Content starts

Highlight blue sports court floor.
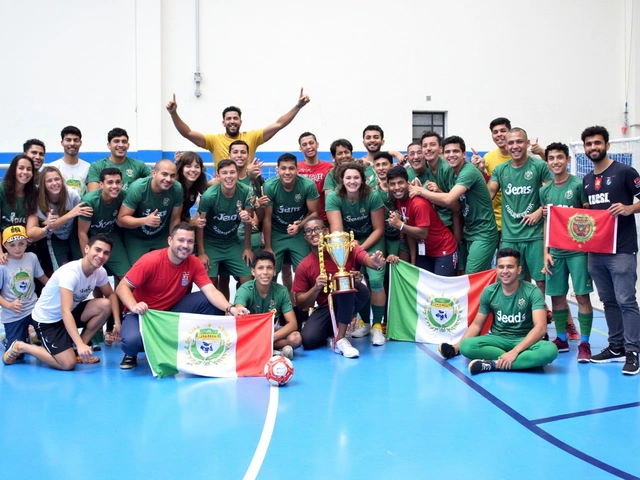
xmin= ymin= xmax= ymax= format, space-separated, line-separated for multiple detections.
xmin=1 ymin=305 xmax=639 ymax=480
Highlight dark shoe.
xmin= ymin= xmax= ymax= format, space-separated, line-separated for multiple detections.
xmin=622 ymin=352 xmax=640 ymax=375
xmin=438 ymin=342 xmax=459 ymax=360
xmin=120 ymin=354 xmax=137 ymax=370
xmin=552 ymin=337 xmax=570 ymax=353
xmin=468 ymin=359 xmax=496 ymax=375
xmin=577 ymin=342 xmax=591 ymax=363
xmin=590 ymin=346 xmax=625 ymax=363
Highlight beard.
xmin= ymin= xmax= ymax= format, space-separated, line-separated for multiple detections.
xmin=588 ymin=149 xmax=607 ymax=163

Content ends

> _WHAT THIS TASK INVOLVES_
Could you return the whole listing exactly, with every picture removed?

> _COMPLETED EXERCISE_
Highlight blue sports court floor.
xmin= ymin= xmax= ymax= format, space-separated, line-separated for multiple detections.
xmin=1 ymin=305 xmax=639 ymax=480
Highlight dark shoe.
xmin= ymin= xmax= ymax= format, space-separated, line-separated for multiple detections.
xmin=622 ymin=352 xmax=640 ymax=375
xmin=438 ymin=342 xmax=459 ymax=360
xmin=120 ymin=354 xmax=137 ymax=370
xmin=552 ymin=337 xmax=570 ymax=353
xmin=468 ymin=359 xmax=496 ymax=375
xmin=577 ymin=342 xmax=591 ymax=363
xmin=590 ymin=346 xmax=625 ymax=363
Highlight beard.
xmin= ymin= xmax= ymax= format, space-separated, line-separated for multiple detections.
xmin=588 ymin=149 xmax=607 ymax=163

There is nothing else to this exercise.